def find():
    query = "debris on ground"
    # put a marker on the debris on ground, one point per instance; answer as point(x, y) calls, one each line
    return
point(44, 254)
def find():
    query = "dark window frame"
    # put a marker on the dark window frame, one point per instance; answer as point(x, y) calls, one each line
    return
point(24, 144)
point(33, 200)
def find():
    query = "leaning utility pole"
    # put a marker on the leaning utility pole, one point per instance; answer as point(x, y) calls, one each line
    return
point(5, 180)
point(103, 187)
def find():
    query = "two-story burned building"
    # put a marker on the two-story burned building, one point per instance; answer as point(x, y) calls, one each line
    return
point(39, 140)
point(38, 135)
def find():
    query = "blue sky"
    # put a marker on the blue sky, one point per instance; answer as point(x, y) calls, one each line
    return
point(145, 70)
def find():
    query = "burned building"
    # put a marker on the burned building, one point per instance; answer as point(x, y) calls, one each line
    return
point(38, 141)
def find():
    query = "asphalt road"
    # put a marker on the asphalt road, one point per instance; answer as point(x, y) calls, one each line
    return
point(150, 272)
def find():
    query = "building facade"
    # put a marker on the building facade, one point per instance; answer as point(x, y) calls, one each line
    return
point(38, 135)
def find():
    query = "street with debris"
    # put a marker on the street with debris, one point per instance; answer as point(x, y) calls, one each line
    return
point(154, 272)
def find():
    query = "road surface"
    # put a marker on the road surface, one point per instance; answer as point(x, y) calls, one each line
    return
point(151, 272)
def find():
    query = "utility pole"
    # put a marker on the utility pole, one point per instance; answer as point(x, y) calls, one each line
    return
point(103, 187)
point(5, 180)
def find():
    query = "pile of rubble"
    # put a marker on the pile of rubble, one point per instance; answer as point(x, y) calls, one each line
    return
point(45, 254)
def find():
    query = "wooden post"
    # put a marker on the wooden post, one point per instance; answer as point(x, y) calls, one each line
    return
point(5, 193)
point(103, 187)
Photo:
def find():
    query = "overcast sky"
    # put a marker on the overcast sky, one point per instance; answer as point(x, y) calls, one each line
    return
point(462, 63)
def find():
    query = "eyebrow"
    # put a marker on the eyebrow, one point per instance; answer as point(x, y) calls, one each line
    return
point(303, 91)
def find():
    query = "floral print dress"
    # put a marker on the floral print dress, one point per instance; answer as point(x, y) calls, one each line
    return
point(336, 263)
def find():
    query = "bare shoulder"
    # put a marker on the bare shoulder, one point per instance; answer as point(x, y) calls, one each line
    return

# # # # # # #

Required work:
Produce the entries again, character for character.

Solution to this task:
def find():
    query = "debris on ground"
    # put a marker on the debris on ground, one point per instance; answer as point(x, y) calls, one each line
    return
point(44, 254)
def find():
    query = "dark window frame"
    # put a marker on the dark window frame, one point per instance; answer as point(x, y) calls, one each line
    return
point(24, 144)
point(33, 200)
def find():
    query = "leaning utility pole"
    # put a marker on the leaning utility pole, one point per instance; answer as point(x, y) calls, one each line
    return
point(5, 180)
point(103, 187)
def find():
    query = "two-story burned building"
    # put a marker on the two-story burned building, one point per instance; answer as point(x, y) calls, one each line
    return
point(39, 140)
point(38, 135)
def find():
    query = "blue sky"
    # put a marker on the blue sky, one point per instance; answer as point(x, y) calls, one each line
    return
point(145, 70)
def find():
    query = "burned building"
    # put a marker on the burned building, one point per instance; answer as point(x, y) calls, one each line
    return
point(38, 141)
def find():
    query = "asphalt road"
    # put a marker on the asphalt road, one point per instance; answer as point(x, y) calls, one each line
    return
point(150, 272)
def find():
    query = "building facade"
    # put a marker on the building facade, one point per instance; answer as point(x, y) calls, one each line
    return
point(38, 135)
def find():
    query = "street with debris"
    # put a marker on the street with debris, one point per instance; answer as point(x, y) calls, one each line
    return
point(154, 272)
def find():
    query = "road surface"
    # put a marker on the road surface, one point per instance; answer as point(x, y) calls, one each line
    return
point(151, 272)
def find():
    query = "utility pole"
    # put a marker on the utility pole, one point per instance; answer as point(x, y) calls, one each line
    return
point(103, 187)
point(5, 180)
def find():
    query = "pile of rubble"
    # put a marker on the pile of rubble, one point per instance; answer as point(x, y) calls, one each line
    return
point(45, 254)
def find():
    query = "wooden post"
    # put a marker on the wooden post, one point per instance; answer as point(x, y) calls, one each line
    return
point(5, 193)
point(103, 187)
Photo:
def find():
    query = "overcast sky"
    # put a marker on the overcast sky, one point per instance; answer as point(x, y) calls, one each line
    return
point(462, 63)
def find():
    query = "eyebrow"
    # put a marker on the eyebrow, one point per instance; answer as point(x, y) calls, one each line
    return
point(303, 91)
def find():
    query = "floral print dress"
    # put a marker on the floral print dress, one point per instance; answer as point(x, y) calls, one each line
    return
point(336, 263)
def find():
    query = "bare shoulder"
    # put a marker on the bare shoulder, one point per instance; answer as point(x, y) calls, one each line
    return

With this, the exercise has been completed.